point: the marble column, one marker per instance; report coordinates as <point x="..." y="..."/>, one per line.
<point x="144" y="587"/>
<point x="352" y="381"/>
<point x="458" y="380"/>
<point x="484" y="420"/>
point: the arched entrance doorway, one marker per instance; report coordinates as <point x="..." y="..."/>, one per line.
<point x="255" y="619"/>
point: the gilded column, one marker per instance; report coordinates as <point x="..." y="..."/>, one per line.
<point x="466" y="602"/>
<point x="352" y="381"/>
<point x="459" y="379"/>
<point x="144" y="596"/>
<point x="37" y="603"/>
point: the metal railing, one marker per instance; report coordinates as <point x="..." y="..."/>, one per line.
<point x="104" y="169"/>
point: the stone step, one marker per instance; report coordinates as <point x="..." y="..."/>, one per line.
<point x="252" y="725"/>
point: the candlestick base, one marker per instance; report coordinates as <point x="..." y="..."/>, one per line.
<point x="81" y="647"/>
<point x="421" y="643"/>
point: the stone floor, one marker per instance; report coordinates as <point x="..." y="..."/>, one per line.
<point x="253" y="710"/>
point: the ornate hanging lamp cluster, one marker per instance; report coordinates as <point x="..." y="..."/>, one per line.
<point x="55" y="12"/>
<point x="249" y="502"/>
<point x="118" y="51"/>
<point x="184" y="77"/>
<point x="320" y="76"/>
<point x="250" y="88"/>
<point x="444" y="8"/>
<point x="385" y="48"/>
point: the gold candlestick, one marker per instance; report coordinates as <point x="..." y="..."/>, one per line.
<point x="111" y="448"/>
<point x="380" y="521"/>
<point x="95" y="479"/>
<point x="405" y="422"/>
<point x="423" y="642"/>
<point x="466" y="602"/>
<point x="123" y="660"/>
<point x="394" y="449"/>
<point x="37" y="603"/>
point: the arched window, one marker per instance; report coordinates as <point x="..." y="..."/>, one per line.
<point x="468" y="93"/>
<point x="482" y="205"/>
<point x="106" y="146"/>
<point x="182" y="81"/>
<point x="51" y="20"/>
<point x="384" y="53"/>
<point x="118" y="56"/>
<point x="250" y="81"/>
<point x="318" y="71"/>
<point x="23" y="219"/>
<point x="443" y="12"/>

◇ ◇ ◇ ◇ ◇ ◇ ◇

**What the exercise asks:**
Arrange the lines above, from the line containing "point: the arched window, one" through the last line, as a two-column CSV with the headers label_text and points. Give one row per line beginning with "point:", holding that line's text and the coordinate lines beneath it, each in a single quoted field with line breaks replaced by spaces.

**Solution for this problem:**
label_text,points
"point: the arched window, one marker per instance; report coordinates as <point x=""..."" y=""...""/>, one per line.","<point x=""468"" y=""93""/> <point x=""482"" y=""205""/> <point x=""106"" y=""146""/> <point x=""182"" y=""81""/> <point x=""51"" y=""20""/> <point x=""384"" y=""53""/> <point x=""118"" y=""56""/> <point x=""250"" y=""81""/> <point x=""318"" y=""71""/> <point x=""23"" y=""219""/> <point x=""443"" y=""12""/>"